§ TASK
Pick out every line in the rows below that contains the word "elderly", and copy each of those lines.
>>
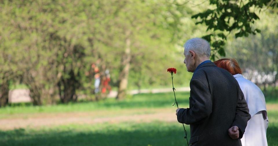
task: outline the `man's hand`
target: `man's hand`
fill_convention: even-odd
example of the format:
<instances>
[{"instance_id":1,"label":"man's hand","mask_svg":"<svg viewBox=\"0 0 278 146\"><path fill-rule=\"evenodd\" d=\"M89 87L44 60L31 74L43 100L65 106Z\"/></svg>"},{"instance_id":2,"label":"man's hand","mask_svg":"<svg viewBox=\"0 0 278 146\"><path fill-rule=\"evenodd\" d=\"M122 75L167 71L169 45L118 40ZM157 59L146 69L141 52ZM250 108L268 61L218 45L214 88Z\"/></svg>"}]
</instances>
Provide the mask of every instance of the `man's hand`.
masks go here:
<instances>
[{"instance_id":1,"label":"man's hand","mask_svg":"<svg viewBox=\"0 0 278 146\"><path fill-rule=\"evenodd\" d=\"M176 115L178 116L178 113L179 112L179 111L180 110L180 108L179 108L177 110L176 110Z\"/></svg>"},{"instance_id":2,"label":"man's hand","mask_svg":"<svg viewBox=\"0 0 278 146\"><path fill-rule=\"evenodd\" d=\"M233 139L236 139L239 137L239 131L238 127L236 126L234 126L231 127L228 130L229 135Z\"/></svg>"}]
</instances>

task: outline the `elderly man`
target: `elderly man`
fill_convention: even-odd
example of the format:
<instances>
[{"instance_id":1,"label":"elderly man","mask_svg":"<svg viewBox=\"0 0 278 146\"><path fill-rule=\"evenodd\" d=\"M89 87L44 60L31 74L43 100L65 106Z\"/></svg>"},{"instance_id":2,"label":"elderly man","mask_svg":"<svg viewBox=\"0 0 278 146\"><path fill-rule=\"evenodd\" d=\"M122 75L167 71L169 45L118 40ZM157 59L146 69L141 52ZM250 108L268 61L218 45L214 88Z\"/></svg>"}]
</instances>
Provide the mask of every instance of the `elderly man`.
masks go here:
<instances>
[{"instance_id":1,"label":"elderly man","mask_svg":"<svg viewBox=\"0 0 278 146\"><path fill-rule=\"evenodd\" d=\"M189 107L179 108L179 122L190 125L192 146L242 145L250 116L237 81L227 71L209 60L206 40L195 38L184 44L184 63L194 72L190 81Z\"/></svg>"}]
</instances>

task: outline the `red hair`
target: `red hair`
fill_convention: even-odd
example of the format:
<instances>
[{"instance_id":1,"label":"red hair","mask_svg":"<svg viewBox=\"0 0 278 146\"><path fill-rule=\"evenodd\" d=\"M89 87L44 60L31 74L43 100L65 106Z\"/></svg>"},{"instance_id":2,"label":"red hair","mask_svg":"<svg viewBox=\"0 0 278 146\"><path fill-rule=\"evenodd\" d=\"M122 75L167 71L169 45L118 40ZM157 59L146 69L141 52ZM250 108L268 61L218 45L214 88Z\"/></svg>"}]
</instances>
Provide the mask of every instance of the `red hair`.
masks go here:
<instances>
[{"instance_id":1,"label":"red hair","mask_svg":"<svg viewBox=\"0 0 278 146\"><path fill-rule=\"evenodd\" d=\"M235 59L223 58L214 61L218 67L226 70L232 74L242 74L242 71L237 62Z\"/></svg>"}]
</instances>

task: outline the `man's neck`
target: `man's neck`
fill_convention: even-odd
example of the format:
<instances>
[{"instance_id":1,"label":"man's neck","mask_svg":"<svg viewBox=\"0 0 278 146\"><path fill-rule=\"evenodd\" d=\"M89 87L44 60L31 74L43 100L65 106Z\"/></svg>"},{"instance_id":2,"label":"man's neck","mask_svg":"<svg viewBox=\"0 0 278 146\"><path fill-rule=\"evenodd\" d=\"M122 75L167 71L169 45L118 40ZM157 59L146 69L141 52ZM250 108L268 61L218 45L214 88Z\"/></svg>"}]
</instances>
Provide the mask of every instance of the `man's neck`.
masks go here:
<instances>
[{"instance_id":1,"label":"man's neck","mask_svg":"<svg viewBox=\"0 0 278 146\"><path fill-rule=\"evenodd\" d=\"M197 68L197 67L199 66L202 63L206 60L209 60L209 59L207 57L200 57L196 59L195 61L195 68Z\"/></svg>"}]
</instances>

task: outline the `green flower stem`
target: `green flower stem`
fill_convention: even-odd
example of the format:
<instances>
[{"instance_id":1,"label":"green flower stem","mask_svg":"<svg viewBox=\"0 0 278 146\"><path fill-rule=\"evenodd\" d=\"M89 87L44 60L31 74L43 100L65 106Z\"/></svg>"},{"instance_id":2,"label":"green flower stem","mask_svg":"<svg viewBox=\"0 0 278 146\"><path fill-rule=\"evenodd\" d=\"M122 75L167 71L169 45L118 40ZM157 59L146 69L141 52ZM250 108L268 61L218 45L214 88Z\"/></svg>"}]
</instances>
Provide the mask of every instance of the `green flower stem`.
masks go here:
<instances>
[{"instance_id":1,"label":"green flower stem","mask_svg":"<svg viewBox=\"0 0 278 146\"><path fill-rule=\"evenodd\" d=\"M175 96L175 102L174 103L174 104L172 106L173 106L175 105L175 103L177 105L177 107L178 107L178 108L179 108L179 105L178 104L178 102L177 102L177 99L176 99L176 94L175 93L175 88L174 87L174 83L173 83L173 72L171 72L171 75L172 76L172 85L173 86L173 91L174 92L174 95ZM187 132L186 131L186 130L185 130L185 127L184 127L184 125L183 123L182 125L183 126L183 129L184 130L184 133L185 133L185 136L184 136L184 138L186 139L186 142L187 143L187 145L189 146L189 145L188 144L188 140L187 140Z\"/></svg>"}]
</instances>

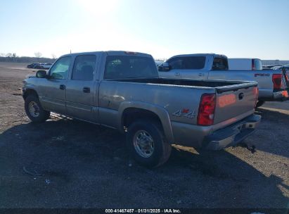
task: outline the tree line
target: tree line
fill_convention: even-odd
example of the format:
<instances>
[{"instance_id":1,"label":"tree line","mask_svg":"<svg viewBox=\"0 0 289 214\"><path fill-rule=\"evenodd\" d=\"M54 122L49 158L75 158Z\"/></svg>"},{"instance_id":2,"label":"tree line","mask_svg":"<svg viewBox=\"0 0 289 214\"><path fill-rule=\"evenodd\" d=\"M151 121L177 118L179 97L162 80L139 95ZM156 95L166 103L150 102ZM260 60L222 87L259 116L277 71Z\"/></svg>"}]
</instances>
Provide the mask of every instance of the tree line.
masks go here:
<instances>
[{"instance_id":1,"label":"tree line","mask_svg":"<svg viewBox=\"0 0 289 214\"><path fill-rule=\"evenodd\" d=\"M54 54L51 54L51 58L41 57L41 52L35 52L34 56L18 56L16 53L0 53L0 62L53 63L56 60L56 55Z\"/></svg>"}]
</instances>

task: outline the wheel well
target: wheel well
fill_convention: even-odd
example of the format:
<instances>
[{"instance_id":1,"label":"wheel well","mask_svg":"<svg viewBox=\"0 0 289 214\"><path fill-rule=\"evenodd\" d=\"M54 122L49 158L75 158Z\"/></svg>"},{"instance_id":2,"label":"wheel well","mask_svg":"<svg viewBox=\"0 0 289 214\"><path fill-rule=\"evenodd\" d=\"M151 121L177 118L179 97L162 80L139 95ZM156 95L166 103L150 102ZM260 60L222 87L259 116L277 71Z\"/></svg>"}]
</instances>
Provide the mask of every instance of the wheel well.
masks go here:
<instances>
[{"instance_id":1,"label":"wheel well","mask_svg":"<svg viewBox=\"0 0 289 214\"><path fill-rule=\"evenodd\" d=\"M163 130L162 122L156 113L148 110L136 108L128 108L124 111L122 118L122 127L124 130L127 130L133 122L140 119L157 122Z\"/></svg>"},{"instance_id":2,"label":"wheel well","mask_svg":"<svg viewBox=\"0 0 289 214\"><path fill-rule=\"evenodd\" d=\"M34 89L26 89L23 94L23 99L25 99L30 94L35 95L38 97L37 93Z\"/></svg>"}]
</instances>

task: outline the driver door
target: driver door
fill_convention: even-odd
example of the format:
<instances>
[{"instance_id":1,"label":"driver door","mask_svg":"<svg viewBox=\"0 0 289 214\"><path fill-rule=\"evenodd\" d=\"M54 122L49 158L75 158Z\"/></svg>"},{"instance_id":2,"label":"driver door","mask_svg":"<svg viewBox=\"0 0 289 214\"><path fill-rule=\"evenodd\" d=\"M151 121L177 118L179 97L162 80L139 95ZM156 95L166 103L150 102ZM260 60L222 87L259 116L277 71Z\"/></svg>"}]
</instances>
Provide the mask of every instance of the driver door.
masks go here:
<instances>
[{"instance_id":1,"label":"driver door","mask_svg":"<svg viewBox=\"0 0 289 214\"><path fill-rule=\"evenodd\" d=\"M66 114L65 92L71 56L60 58L51 67L47 78L39 79L39 96L42 107Z\"/></svg>"}]
</instances>

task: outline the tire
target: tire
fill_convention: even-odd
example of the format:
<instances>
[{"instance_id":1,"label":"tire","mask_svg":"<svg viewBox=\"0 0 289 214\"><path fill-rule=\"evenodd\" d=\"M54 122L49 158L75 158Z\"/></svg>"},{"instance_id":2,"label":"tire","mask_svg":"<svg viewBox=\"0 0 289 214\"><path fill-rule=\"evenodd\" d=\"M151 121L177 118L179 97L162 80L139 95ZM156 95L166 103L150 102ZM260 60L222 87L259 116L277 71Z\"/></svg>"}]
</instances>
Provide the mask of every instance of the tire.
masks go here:
<instances>
[{"instance_id":1,"label":"tire","mask_svg":"<svg viewBox=\"0 0 289 214\"><path fill-rule=\"evenodd\" d=\"M265 101L258 101L257 103L256 108L259 108L259 107L263 106L264 103L265 103Z\"/></svg>"},{"instance_id":2,"label":"tire","mask_svg":"<svg viewBox=\"0 0 289 214\"><path fill-rule=\"evenodd\" d=\"M38 97L31 94L25 99L26 115L33 122L42 122L49 118L50 111L43 109Z\"/></svg>"},{"instance_id":3,"label":"tire","mask_svg":"<svg viewBox=\"0 0 289 214\"><path fill-rule=\"evenodd\" d=\"M150 144L148 142L153 140L153 151L143 152L141 146L139 146L137 142L142 141L139 140L142 137L146 139L146 145ZM172 146L167 143L159 122L145 120L137 120L129 126L127 145L134 159L148 168L158 167L165 163L169 159L172 151ZM152 146L148 147L151 149Z\"/></svg>"}]
</instances>

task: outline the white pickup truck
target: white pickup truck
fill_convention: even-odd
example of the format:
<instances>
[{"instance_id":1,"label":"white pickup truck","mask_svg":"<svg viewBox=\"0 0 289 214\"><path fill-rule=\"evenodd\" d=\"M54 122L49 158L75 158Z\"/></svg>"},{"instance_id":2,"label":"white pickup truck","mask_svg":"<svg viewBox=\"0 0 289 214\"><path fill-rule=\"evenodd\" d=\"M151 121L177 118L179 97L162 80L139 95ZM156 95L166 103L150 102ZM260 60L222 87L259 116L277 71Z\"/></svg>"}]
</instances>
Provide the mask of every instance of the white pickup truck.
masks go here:
<instances>
[{"instance_id":1,"label":"white pickup truck","mask_svg":"<svg viewBox=\"0 0 289 214\"><path fill-rule=\"evenodd\" d=\"M288 74L276 70L229 70L224 55L178 55L158 68L160 77L163 78L256 81L259 88L257 107L265 101L288 98Z\"/></svg>"}]
</instances>

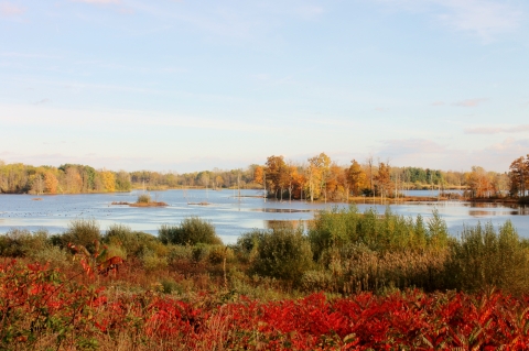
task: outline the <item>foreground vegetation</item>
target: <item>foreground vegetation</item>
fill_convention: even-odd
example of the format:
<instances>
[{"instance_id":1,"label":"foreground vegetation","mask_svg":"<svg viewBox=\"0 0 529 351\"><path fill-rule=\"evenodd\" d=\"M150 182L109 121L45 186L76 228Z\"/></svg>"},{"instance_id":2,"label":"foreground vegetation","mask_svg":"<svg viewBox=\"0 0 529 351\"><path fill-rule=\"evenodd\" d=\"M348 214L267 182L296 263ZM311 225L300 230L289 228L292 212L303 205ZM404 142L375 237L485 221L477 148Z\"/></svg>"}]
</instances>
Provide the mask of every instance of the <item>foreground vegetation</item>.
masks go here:
<instances>
[{"instance_id":1,"label":"foreground vegetation","mask_svg":"<svg viewBox=\"0 0 529 351\"><path fill-rule=\"evenodd\" d=\"M234 245L196 217L158 237L90 219L13 229L0 237L0 349L523 350L528 250L510 222L453 238L435 212L355 207ZM119 273L101 271L111 257Z\"/></svg>"}]
</instances>

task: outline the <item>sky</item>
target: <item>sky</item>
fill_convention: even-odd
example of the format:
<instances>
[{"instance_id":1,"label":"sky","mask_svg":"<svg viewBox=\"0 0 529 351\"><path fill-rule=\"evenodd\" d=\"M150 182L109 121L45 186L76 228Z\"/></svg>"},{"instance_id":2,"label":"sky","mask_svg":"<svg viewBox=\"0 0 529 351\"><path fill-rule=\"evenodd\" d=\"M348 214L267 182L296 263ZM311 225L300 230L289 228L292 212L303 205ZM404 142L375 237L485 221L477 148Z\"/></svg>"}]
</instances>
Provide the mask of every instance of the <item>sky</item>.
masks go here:
<instances>
[{"instance_id":1,"label":"sky","mask_svg":"<svg viewBox=\"0 0 529 351\"><path fill-rule=\"evenodd\" d=\"M529 153L527 0L0 0L0 160L193 172Z\"/></svg>"}]
</instances>

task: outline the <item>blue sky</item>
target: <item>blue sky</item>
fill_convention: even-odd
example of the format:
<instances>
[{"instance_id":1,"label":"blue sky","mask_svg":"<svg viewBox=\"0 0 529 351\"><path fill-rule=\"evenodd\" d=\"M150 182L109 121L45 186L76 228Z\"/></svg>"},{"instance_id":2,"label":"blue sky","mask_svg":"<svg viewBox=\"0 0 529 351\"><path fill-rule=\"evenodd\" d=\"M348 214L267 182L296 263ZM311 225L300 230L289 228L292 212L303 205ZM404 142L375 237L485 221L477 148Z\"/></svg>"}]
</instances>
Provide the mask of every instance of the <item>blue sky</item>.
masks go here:
<instances>
[{"instance_id":1,"label":"blue sky","mask_svg":"<svg viewBox=\"0 0 529 351\"><path fill-rule=\"evenodd\" d=\"M0 160L505 172L528 63L527 0L0 0Z\"/></svg>"}]
</instances>

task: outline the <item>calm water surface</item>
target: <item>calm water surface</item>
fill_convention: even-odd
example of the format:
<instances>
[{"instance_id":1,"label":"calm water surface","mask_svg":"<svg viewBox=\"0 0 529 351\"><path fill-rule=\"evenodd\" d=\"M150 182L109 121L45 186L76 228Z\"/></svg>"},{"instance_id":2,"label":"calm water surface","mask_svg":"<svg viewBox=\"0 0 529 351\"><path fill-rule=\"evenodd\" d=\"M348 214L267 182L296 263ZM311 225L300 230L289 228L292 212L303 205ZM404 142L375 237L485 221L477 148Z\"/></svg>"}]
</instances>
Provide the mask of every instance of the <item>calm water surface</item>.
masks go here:
<instances>
[{"instance_id":1,"label":"calm water surface","mask_svg":"<svg viewBox=\"0 0 529 351\"><path fill-rule=\"evenodd\" d=\"M428 190L425 190L428 191ZM102 230L114 223L123 223L133 230L155 234L161 224L177 224L188 216L208 219L226 243L252 228L268 228L281 220L310 220L314 212L345 204L307 204L301 201L264 201L262 193L241 190L239 199L233 190L168 190L151 193L159 201L168 202L164 208L136 208L110 205L112 201L134 202L138 194L84 194L40 196L33 200L32 195L0 195L0 232L11 228L36 230L45 228L50 232L63 232L68 222L76 218L94 218ZM207 201L207 206L188 205L188 202ZM358 205L360 211L375 207L384 213L386 205ZM499 224L510 219L520 235L529 238L529 208L503 206L496 204L468 202L408 202L391 205L391 210L399 215L431 217L436 208L446 220L452 233L460 232L464 224L478 221L492 221Z\"/></svg>"}]
</instances>

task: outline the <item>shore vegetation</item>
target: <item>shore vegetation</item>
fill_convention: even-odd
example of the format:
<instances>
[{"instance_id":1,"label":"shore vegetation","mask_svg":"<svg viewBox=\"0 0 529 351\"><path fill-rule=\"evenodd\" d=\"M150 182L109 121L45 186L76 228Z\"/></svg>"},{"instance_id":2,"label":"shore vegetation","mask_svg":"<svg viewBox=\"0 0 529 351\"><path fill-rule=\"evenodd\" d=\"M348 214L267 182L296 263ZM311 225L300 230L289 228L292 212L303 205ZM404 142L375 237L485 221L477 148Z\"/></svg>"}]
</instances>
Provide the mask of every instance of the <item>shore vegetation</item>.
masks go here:
<instances>
[{"instance_id":1,"label":"shore vegetation","mask_svg":"<svg viewBox=\"0 0 529 351\"><path fill-rule=\"evenodd\" d=\"M2 350L523 350L529 242L355 206L224 244L78 219L0 235Z\"/></svg>"}]
</instances>

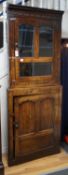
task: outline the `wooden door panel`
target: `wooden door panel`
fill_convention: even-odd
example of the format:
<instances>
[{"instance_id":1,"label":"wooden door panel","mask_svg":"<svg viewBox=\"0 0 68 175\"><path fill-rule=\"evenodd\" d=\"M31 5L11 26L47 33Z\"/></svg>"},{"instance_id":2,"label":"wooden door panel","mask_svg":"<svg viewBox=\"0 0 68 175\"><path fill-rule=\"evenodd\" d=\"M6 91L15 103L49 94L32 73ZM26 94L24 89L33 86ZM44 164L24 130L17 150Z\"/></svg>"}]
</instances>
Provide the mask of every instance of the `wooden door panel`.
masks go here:
<instances>
[{"instance_id":1,"label":"wooden door panel","mask_svg":"<svg viewBox=\"0 0 68 175\"><path fill-rule=\"evenodd\" d=\"M52 147L54 137L54 97L34 95L16 97L15 156L24 156ZM41 140L41 142L40 142Z\"/></svg>"},{"instance_id":2,"label":"wooden door panel","mask_svg":"<svg viewBox=\"0 0 68 175\"><path fill-rule=\"evenodd\" d=\"M54 99L46 98L40 101L40 130L54 126Z\"/></svg>"},{"instance_id":3,"label":"wooden door panel","mask_svg":"<svg viewBox=\"0 0 68 175\"><path fill-rule=\"evenodd\" d=\"M28 136L19 137L19 147L16 152L16 157L22 157L30 155L35 152L47 149L47 147L53 147L54 135L53 130L47 130L46 132L33 133Z\"/></svg>"}]
</instances>

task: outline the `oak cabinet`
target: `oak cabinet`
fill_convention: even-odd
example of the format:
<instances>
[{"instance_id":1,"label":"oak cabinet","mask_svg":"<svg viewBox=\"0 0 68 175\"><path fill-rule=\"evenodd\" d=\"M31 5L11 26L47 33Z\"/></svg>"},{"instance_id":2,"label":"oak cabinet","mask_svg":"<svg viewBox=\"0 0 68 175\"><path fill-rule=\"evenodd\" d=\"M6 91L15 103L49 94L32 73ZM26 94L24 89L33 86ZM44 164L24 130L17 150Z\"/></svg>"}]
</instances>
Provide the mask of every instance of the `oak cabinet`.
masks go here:
<instances>
[{"instance_id":1,"label":"oak cabinet","mask_svg":"<svg viewBox=\"0 0 68 175\"><path fill-rule=\"evenodd\" d=\"M46 152L58 152L61 88L15 88L8 91L8 96L9 159L13 155L15 162L26 161Z\"/></svg>"},{"instance_id":2,"label":"oak cabinet","mask_svg":"<svg viewBox=\"0 0 68 175\"><path fill-rule=\"evenodd\" d=\"M0 100L1 100L1 92L0 92ZM2 162L2 141L1 141L1 101L0 101L0 175L4 175L4 165Z\"/></svg>"},{"instance_id":3,"label":"oak cabinet","mask_svg":"<svg viewBox=\"0 0 68 175\"><path fill-rule=\"evenodd\" d=\"M8 6L9 165L60 150L62 12Z\"/></svg>"}]
</instances>

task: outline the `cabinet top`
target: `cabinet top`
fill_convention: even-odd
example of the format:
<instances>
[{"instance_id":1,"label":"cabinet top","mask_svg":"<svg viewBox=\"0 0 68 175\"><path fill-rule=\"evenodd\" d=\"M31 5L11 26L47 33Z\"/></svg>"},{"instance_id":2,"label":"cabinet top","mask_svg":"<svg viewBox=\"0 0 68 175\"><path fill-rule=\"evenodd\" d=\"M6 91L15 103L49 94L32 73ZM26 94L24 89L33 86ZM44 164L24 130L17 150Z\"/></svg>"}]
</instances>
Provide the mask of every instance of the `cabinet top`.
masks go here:
<instances>
[{"instance_id":1,"label":"cabinet top","mask_svg":"<svg viewBox=\"0 0 68 175\"><path fill-rule=\"evenodd\" d=\"M28 6L22 6L22 5L13 5L13 4L9 4L8 5L8 12L10 13L16 13L16 12L31 12L31 13L43 13L44 15L56 15L61 16L63 14L63 11L59 11L59 10L53 10L53 9L44 9L44 8L38 8L38 7L28 7ZM55 16L54 16L55 17Z\"/></svg>"}]
</instances>

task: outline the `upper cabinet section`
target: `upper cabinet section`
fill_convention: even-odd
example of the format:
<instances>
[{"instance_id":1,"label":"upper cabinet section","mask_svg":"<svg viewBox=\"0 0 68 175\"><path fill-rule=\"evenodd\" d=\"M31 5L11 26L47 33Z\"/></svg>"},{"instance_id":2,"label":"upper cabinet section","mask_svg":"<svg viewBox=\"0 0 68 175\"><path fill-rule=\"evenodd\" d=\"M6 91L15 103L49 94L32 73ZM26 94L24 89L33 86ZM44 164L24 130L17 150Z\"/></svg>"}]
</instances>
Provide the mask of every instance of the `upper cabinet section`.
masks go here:
<instances>
[{"instance_id":1,"label":"upper cabinet section","mask_svg":"<svg viewBox=\"0 0 68 175\"><path fill-rule=\"evenodd\" d=\"M61 17L59 11L8 6L11 84L59 83Z\"/></svg>"}]
</instances>

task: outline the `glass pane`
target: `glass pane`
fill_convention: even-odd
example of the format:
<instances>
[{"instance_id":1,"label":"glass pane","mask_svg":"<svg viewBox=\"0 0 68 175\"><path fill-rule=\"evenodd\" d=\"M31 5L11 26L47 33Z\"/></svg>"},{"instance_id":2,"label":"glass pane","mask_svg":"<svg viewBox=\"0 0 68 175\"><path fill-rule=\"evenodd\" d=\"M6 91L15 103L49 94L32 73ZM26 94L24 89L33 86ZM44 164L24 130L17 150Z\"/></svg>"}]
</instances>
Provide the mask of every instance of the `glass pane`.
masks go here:
<instances>
[{"instance_id":1,"label":"glass pane","mask_svg":"<svg viewBox=\"0 0 68 175\"><path fill-rule=\"evenodd\" d=\"M22 24L19 26L19 56L34 56L34 27Z\"/></svg>"},{"instance_id":2,"label":"glass pane","mask_svg":"<svg viewBox=\"0 0 68 175\"><path fill-rule=\"evenodd\" d=\"M39 56L53 56L53 29L51 27L40 27Z\"/></svg>"},{"instance_id":3,"label":"glass pane","mask_svg":"<svg viewBox=\"0 0 68 175\"><path fill-rule=\"evenodd\" d=\"M52 74L52 63L20 63L20 76L44 76Z\"/></svg>"}]
</instances>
<<
§ CORRECT OUTPUT
task: outline the `elderly man`
target: `elderly man`
[{"instance_id":1,"label":"elderly man","mask_svg":"<svg viewBox=\"0 0 278 146\"><path fill-rule=\"evenodd\" d=\"M89 87L44 60L31 74L43 100L65 106Z\"/></svg>"},{"instance_id":2,"label":"elderly man","mask_svg":"<svg viewBox=\"0 0 278 146\"><path fill-rule=\"evenodd\" d=\"M122 75L167 71L169 45L118 40ZM157 59L146 69L141 52ZM250 108L268 61L218 45L214 88Z\"/></svg>"}]
Provide the mask of every instance of the `elderly man`.
[{"instance_id":1,"label":"elderly man","mask_svg":"<svg viewBox=\"0 0 278 146\"><path fill-rule=\"evenodd\" d=\"M189 107L179 108L179 122L190 125L192 146L242 145L250 116L237 81L227 71L209 60L206 40L195 38L184 44L184 63L194 72L190 81Z\"/></svg>"}]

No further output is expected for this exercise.